Venía de tomar algo con amigos del barrio, pero volví sola a casa. Llegué puntual a la parada para coger el primer búho.

Al día siguiente había quedado con una amiga en la facultad. Tenía examen y era su cumpleaños. Le había hecho una tarta de manzana.

Frente al Ministerio del Aire, paró un seiscientos. El conductor me preguntó:

“Perdona, ¿sabes cómo se va a la clínica Puerta de Hierro?”.

Intenté explicarle el camino. “Ciudad Universitaria… No entres en la colonia, que es un lío…”. ¡Bah! Tenía una cara de bueno que no podía con ella. Además, yo soy de esas personas a las que nunca les pasa nada malo.

Me ofrecí a acompañarle. Hizo un gesto como para abrir la puerta desde dentro, pero abrí yo, desde fuera.

Fuimos charlando. Pedro, se llamaba. Era simpático, normal. Una conversación trivial. Siempre he sido parlanchina.

Cerca de la clínica, una sencilla indicación y a casa. Pero no paró.

“¡Por aquí no! ¡Que por aquí no!”. Me movía, inquieta, buscando el inexistente pomo de la puerta, cómo abrir la ventana. O una persona, fuera, que pudiera ayudarme. Golpeaba el cristal.

Paró el coche.

Le pegaba, agitada, desordenadamente. Él buscaba mis brazos con fuerza y rabia, intentando frenarlos.

“¡Para!”. Gritó.

Hizo un gesto, como si fuera a coger algo.

Parada no, paralizada.

“No me mates, por favor”.

“Si te portas bien, no te pasará nada”.

“Por favor, no me violes. Soy virgen”.

“No te preocupes, solo quiero que me masturbes”.

Me besó, me desabrochó la camisa, me tocó.

Yo escuchaba la música de la radio.

[Datos de localización de objetos a partir de lenguaje natural]
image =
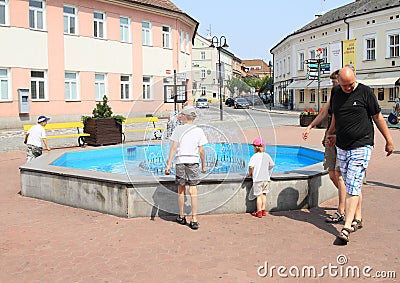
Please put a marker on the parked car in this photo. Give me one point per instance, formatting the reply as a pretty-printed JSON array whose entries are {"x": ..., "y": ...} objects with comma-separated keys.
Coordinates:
[
  {"x": 266, "y": 98},
  {"x": 241, "y": 102},
  {"x": 253, "y": 99},
  {"x": 229, "y": 102},
  {"x": 202, "y": 102}
]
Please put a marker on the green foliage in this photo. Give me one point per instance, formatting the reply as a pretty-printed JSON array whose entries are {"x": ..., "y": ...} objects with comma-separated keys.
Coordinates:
[
  {"x": 239, "y": 84},
  {"x": 103, "y": 110}
]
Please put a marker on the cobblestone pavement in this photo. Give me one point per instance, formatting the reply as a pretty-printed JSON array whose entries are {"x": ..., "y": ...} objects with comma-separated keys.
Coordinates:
[{"x": 42, "y": 241}]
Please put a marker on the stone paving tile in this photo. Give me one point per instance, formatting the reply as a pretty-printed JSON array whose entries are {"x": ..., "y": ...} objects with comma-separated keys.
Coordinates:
[{"x": 45, "y": 242}]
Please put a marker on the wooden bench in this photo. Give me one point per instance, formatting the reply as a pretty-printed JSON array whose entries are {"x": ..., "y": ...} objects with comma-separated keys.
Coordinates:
[
  {"x": 157, "y": 130},
  {"x": 60, "y": 126}
]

:: Tareas a realizar ::
[1] Indica si cada afirmación coincide con el relato y responde sí o no, citando textualmente las palabras que lo deciden. (a) La narradora volvió a casa con sus amigos del barrio. (b) El coche se detuvo frente al Ministerio del Aire. (c) La narradora había preparado una tarta de chocolate.
[2] Traduce al inglés esta oración del relato: "Al día siguiente había quedado con una amiga en la facultad."
[3] Según el relato, ¿a qué clínica quería llegar el conductor?

:: Respuestas numeradas ::
[1]
(a) No: "pero volví sola a casa".
(b) Sí: "Frente al Ministerio del Aire, paró un seiscientos."
(c) No: "Le había hecho una tarta de manzana."

[2] The next day I had arranged to meet a friend at the university.

[3] A la clínica Puerta de Hierro.